The Defense Acquisition Program Administration (DAPA), a state arms procurement agency controlled by the defense ministry, promoted PRS-20K as "the world's best landmine detector with export competitiveness" for its low price and better performance than similar foreign equipment. DAPA said that PRS-20K has achieved a 100 percent localization rate.
"I think we can export our equipment, which is similar in performance to American and German products, at a relatively low price," Army Brigadier General Cho Hyun-ki, a DAPA official, told Aju Business Daily on November 30. He said the new detector would be 15 to 20 percent cheaper than American products that cost about 50 million won ($37,883) per set.
The new detector was to be shipped to military field operators in late November this year, but it has already been showcased at an exhibition in the United Arab Emirates (UAE) at the spontaneous request of its host, demonstrating the early interest of potential foreign clients. In October 2021, Hanwha Systems was awarded a deal to deliver some 1,600 PRS-20K mine detectors.
DAPA said that PRS-20K is available on-site immediately after deployment because it verified its excellent performance through quality and field operation testing that began after a prototype was produced in 2020 following five years of research to acquire core technologies. South Korea has strived to develop landmine detectors for use along the heavily guarded inter-Korean border.
Since the Korean War ended in an armistice in 1953, some two million landmines have been planted on both sides of the inter-Korean border where armed clashes and shooting have raised tensions sporadically across entrenched concrete guard posts and iron fences stretching about 250 km (160 miles) from the east to the west.
Unlike its old version PRS-17K, which is unable to detect non-metallic land mines such as North Korean wooden box mines, DAPA said that PRS-20K detects both metal and non-metallic mines using ground penetrating radar (GPR) that detects buried objects by transmitting high-frequency radio waves into the ground. Since detected mines can be checked with an image, the detection rate was significantly higher.
North Korea's wooden box mine is a copy of the Soviet mine that was used during World War II. It consists of a wooden box packed full of explosives and a pressure fuse. The wooden box mine has the minimum amount of metal components, making it extremely hard to detect with conventional mine detectors. Because wooden-box mines are buoyant, they are easily washed down from frontline hills and mountains to shorelines and riverbanks by torrential rains, posing a constant threat to civilians and soldiers.
◇ ◇ ◇ ◇ ◇ ◇ ◇
STUDY QUESTIONS |
**a)** Reproduce the stretch of the PRS-20K mine detector article from "DAPA said that PRS-20K is" through "to the west.".
**b)** In the PRS-20K mine detector article, how many detectors was Hanwha Systems awarded a deal to deliver in October 2021?
The material comes from a separate source and is unrelated to the PRS-20K mine detector article.
◇ ◇ ◇ ◇ ◇ ◇ ◇
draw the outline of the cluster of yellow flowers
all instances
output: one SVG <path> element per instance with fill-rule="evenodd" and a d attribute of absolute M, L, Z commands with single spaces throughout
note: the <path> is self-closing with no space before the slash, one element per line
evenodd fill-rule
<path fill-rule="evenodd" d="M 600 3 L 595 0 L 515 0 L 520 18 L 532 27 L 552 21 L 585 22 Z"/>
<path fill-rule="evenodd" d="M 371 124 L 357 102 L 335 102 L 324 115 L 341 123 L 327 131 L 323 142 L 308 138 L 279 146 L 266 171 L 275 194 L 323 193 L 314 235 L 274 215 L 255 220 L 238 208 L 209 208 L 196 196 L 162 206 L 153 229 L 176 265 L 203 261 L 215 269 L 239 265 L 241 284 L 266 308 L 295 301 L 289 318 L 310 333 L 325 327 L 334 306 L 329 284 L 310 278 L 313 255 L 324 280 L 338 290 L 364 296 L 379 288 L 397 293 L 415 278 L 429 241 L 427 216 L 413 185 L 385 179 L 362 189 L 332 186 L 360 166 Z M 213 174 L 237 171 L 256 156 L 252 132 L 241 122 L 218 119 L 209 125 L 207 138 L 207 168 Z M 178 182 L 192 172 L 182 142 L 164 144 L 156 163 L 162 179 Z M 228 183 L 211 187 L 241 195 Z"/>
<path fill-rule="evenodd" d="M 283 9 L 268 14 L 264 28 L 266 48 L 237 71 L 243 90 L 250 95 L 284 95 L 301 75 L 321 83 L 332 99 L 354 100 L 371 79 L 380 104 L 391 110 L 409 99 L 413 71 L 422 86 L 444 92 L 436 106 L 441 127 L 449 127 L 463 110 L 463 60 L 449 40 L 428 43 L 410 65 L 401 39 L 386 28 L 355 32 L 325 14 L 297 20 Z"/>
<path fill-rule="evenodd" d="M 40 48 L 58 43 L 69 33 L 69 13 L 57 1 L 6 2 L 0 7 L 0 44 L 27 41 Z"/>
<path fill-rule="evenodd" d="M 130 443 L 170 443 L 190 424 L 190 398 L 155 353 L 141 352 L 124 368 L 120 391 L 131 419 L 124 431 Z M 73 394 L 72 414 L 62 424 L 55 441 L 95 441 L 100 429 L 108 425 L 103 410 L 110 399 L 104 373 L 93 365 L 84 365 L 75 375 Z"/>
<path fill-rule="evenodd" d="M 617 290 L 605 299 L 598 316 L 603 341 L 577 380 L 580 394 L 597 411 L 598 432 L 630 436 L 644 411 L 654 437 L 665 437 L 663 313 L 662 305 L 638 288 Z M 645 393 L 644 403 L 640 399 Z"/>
◇ ◇ ◇ ◇ ◇ ◇ ◇
EXPECTED RESPONSES |
**a)**
DAPA said that PRS-20K is available on-site immediately after deployment because it verified its excellent performance through quality and field operation testing that began after a prototype was produced in 2020 following five years of research to acquire core technologies. South Korea has strived to develop landmine detectors for use along the heavily guarded inter-Korean border.
Since the Korean War ended in an armistice in 1953, some two million landmines have been planted on both sides of the inter-Korean border where armed clashes and shooting have raised tensions sporadically across entrenched concrete guard posts and iron fences stretching about 250 km (160 miles) from the east to the west.

**b)** Some 1,600.